• [选定文本]
====

用modelscope运行grounding dino

参考

grounding-dino-tiny · 模型库

不支持中文,试过了

复制代码
Downloading Model from https://www.modelscope.cn to directory: C:\Users\njsgcs\.cache\modelscope\hub\models\IDEA-Research\grounding-dino-tiny
Downloading Model from https://www.modelscope.cn to directory: C:\Users\njsgcs\.cache\modelscope\hub\models\IDEA-Research\grounding-dino-tiny
检测结果:
Result 0:
  Boxes shape: torch.Size([3, 4]) 
e:\code\my_python_server\micromambavenv\lib\site-packages\transformers\models\grounding_dino\processing_grounding_dino.py:93: FutureWarning: The key `labels` is will return integer ids in `GroundingDinoProcessor.post_process_grounded_object_detection` output since v4.51.0. Use `text_labels` instead to retrieve string object names.        
  warnings.warn(self.message, FutureWarning)
  Labels: ['a cat', 'a cat', 'a remote control']
  Scores: tensor([0.4785, 0.4381, 0.4759], device='cuda:0')
  Text Labels: ['a cat', 'a cat', 'a remote control']
结果已保存到 result.jpg
python 复制代码
import requests
import torch
from PIL import Image, ImageDraw, ImageFont
import numpy as np
from modelscope import AutoProcessor, AutoModelForZeroShotObjectDetection 

def visualize_results(image, results, text_labels):
    """
    可视化检测结果
    """
    draw = ImageDraw.Draw(image)

====

• [要求 1] 把这篇网页里从「检测结果:」开始、到「结果已保存到 result.jpg」为止的那段输出，改写成一个简短的列表，保留主要信息。

• [给定条目]
====

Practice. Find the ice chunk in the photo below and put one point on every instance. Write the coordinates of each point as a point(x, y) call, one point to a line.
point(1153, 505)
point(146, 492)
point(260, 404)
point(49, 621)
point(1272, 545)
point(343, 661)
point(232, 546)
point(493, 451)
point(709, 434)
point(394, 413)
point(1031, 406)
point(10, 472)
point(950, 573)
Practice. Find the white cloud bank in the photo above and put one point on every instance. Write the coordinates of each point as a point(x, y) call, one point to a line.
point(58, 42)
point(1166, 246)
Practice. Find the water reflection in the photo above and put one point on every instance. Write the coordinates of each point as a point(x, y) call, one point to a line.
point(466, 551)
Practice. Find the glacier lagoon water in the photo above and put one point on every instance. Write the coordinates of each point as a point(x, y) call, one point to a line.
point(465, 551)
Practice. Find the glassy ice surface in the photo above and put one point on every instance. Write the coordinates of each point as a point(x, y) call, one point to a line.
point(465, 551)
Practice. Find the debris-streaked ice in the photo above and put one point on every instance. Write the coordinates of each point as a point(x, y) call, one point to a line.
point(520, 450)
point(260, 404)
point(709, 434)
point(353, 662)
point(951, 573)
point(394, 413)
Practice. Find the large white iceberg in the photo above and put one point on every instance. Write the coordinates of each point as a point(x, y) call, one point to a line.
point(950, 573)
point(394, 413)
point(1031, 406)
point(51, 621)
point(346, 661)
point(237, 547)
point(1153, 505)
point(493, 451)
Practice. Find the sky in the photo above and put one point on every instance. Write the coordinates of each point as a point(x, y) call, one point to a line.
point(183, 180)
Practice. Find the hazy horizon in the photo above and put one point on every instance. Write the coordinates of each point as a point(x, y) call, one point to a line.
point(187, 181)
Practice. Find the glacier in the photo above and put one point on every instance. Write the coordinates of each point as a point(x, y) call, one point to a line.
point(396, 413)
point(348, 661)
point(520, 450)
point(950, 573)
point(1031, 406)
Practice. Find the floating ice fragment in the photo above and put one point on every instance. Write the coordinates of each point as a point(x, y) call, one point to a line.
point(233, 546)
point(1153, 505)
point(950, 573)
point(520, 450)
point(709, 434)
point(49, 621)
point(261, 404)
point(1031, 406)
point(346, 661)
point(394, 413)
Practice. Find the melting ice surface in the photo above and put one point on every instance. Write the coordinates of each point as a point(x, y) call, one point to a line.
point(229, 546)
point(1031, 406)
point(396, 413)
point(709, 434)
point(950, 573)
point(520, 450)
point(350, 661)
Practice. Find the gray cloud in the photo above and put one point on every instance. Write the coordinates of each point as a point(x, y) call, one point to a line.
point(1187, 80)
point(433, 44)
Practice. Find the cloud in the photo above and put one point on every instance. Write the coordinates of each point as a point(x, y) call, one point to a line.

====

• [要求 2] 把条目里从包含「Practice. Find the floating」的那一行，一直到包含「point(433, 44)」的那一行(两头都算),整理成 Markdown 表格，空行不要。表格分两列，列名为「序号」和「内容」,只列这些行。

• [回复 1]
- 检测出 3 个框，Boxes shape 为 torch.Size([3, 4])。
- 标签依次是 a cat、a cat、a remote control，Text Labels 与之相同。
- 分数分别是 0.4785、0.4381、0.4759，运行在 cuda:0 上。
- 输出中有一条 FutureWarning:从 v4.51.0 起，`labels` 会返回整数 id,要取字符串名称应改用 `text_labels`。
- 结果保存到 result.jpg。

• [回复 2]
| 序号 | 内容 |
|---|---|
| 1 | Practice. Find the floating ice fragment in the photo above and put one point on every instance. Write the coordinates of each point as a point(x, y) call, one point to a line. |
| 2 | point(233, 546) |
| 3 | point(1153, 505) |
| 4 | point(950, 573) |
| 5 | point(520, 450) |
| 6 | point(709, 434) |
| 7 | point(49, 621) |
| 8 | point(261, 404) |
| 9 | point(1031, 406) |
| 10 | point(346, 661) |
| 11 | point(394, 413) |
| 12 | Practice. Find the melting ice surface in the photo above and put one point on every instance. Write the coordinates of each point as a point(x, y) call, one point to a line. |
| 13 | point(229, 546) |
| 14 | point(1031, 406) |
| 15 | point(396, 413) |
| 16 | point(709, 434) |
| 17 | point(950, 573) |
| 18 | point(520, 450) |
| 19 | point(350, 661) |
| 20 | Practice. Find the gray cloud in the photo above and put one point on every instance. Write the coordinates of each point as a point(x, y) call, one point to a line. |
| 21 | point(1187, 80) |
| 22 | point(433, 44) |